WHAT YOU WILL DO: Repeat the passage of the elective text between "I chose to look" and "in the media.", inclusive.

--- EXERCISE TEXT Enclosed Below ---

I chose to look into this after reading an interesting news article which suddenly made me frustrated because it contained several scientific inaccuracies. This made me wonder: why do these inaccuracies exist? And how does science get from the laboratory to the newsroom? This formed the perfect basis for the aim of my elective: to learn more about science in the media.
I attended an event run by the Science Media Centre (SMC) to gain an introduction to news media and how they support scientists and clinicians to engage with the public. I met with several journalists from national news sources, including online news; this allowed me to compare the differences between print media and online news where competition for news stories is not as strong. I was struck by the strict deadlines that journalists are faced with and was able to appreciate why they are often unable to return to scientists for further clarification or to ask them to check the accuracy of their report. For accurate scientific reporting to take place, it is vital that the scientific community provides journalists with swift, accurate and clear responses. I was also able to visit the BBC to observe the entire process from filming, through to editing and airing, which even included the opportunity to be on the news!
The final aspect of my elective was to meet with the press teams based within both my hospital and university to explore how they support scientists in engaging with the media to get exciting scientific advances into the public domain accurately. The elective highlighted the work that press offices (both trust-wide and the SMC) do to support scientists in engaging with the media and the help that they can provide to scientists who are often particularly hesitant. This elective has shown me how important involvement of the media really is to effectively engage with the general public about our areas of expertise and the role of clinical scientists within the NHS and wider scientific community.

--- End of Enclosed EXERCISE TEXT ---
--- LISTED ENTRIES Enclosed Below ---

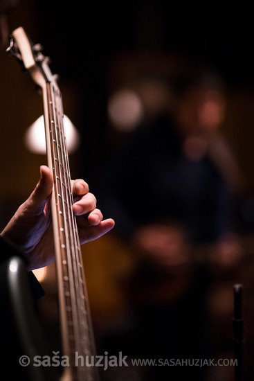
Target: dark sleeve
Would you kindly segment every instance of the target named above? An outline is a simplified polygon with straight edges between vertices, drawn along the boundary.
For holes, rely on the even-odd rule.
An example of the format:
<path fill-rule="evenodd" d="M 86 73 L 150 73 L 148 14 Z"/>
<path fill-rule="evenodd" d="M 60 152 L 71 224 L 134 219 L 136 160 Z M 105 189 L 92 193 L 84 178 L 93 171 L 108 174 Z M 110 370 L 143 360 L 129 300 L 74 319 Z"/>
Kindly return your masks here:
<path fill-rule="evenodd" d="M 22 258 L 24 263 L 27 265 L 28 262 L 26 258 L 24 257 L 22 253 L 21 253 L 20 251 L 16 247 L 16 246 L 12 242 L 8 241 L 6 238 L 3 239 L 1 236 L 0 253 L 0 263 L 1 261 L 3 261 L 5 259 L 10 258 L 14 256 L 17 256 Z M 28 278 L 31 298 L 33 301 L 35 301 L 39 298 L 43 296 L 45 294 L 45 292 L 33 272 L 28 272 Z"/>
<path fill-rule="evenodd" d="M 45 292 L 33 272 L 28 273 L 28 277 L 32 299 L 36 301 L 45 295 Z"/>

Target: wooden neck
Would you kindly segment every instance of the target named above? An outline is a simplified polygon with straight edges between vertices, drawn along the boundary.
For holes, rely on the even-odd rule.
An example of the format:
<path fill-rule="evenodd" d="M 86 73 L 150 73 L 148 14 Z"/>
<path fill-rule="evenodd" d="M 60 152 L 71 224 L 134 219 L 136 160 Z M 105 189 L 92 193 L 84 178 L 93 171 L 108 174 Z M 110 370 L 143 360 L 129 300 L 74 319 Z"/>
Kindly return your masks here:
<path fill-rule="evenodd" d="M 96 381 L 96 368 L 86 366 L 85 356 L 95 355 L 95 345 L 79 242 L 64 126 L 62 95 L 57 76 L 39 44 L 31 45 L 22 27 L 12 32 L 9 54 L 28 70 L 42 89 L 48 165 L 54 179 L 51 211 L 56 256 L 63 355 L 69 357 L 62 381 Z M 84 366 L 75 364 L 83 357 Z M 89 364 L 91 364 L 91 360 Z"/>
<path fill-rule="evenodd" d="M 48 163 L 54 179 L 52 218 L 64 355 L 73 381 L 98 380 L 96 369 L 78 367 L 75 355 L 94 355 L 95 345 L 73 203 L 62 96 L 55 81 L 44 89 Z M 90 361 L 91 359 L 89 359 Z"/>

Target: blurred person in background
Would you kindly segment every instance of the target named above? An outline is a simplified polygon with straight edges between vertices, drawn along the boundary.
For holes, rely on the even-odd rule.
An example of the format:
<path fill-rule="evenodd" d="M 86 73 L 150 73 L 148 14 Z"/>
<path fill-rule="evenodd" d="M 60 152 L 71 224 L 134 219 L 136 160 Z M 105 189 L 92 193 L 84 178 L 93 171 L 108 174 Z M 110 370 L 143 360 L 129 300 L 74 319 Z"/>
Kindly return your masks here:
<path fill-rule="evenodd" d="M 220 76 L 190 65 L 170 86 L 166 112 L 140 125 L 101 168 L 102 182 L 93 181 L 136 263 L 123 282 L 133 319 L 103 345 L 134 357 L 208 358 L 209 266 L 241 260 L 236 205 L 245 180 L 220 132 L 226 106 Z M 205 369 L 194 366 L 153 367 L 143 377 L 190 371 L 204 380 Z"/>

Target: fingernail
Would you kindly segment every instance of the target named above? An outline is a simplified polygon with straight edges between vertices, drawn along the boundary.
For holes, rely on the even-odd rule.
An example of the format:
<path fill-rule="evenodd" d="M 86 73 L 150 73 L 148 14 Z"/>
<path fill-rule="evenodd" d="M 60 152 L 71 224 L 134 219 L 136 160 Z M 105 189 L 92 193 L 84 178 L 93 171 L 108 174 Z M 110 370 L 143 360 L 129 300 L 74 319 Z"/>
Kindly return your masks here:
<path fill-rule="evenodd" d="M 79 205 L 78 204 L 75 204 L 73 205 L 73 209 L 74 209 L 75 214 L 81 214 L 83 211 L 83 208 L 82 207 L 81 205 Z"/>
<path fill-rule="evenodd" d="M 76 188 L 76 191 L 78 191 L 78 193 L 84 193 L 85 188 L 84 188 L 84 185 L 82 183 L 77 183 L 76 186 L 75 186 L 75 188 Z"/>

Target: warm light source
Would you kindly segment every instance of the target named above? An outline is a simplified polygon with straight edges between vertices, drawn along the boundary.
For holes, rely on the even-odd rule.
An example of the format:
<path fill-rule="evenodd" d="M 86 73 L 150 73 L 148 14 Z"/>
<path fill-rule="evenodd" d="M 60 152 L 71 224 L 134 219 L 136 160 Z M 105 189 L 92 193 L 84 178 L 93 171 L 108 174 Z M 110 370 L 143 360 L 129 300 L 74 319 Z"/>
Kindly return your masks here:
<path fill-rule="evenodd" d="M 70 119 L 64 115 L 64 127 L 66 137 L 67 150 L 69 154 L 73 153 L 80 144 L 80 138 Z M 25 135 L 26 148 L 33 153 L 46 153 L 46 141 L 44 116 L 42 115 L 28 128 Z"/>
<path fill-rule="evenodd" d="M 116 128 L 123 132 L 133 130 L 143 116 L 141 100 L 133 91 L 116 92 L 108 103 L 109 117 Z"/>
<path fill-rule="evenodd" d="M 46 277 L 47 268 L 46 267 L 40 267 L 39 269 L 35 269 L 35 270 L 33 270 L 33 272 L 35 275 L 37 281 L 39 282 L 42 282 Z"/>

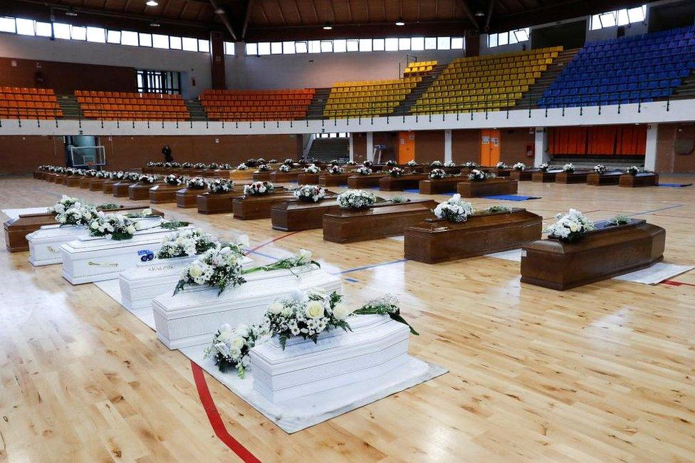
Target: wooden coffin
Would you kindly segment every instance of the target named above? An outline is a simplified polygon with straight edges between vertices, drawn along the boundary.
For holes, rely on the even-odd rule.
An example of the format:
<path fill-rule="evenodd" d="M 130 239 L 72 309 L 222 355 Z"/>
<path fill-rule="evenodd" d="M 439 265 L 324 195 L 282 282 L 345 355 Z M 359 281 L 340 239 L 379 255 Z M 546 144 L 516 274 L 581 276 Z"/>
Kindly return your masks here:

--- End of Enclosed LISTED ENTRIES ---

EXERCISE OUTPUT:
I chose to look into this after reading an interesting news article which suddenly made me frustrated because it contained several scientific inaccuracies. This made me wonder: why do these inaccuracies exist? And how does science get from the laboratory to the newsroom? This formed the perfect basis for the aim of my elective: to learn more about science in the media.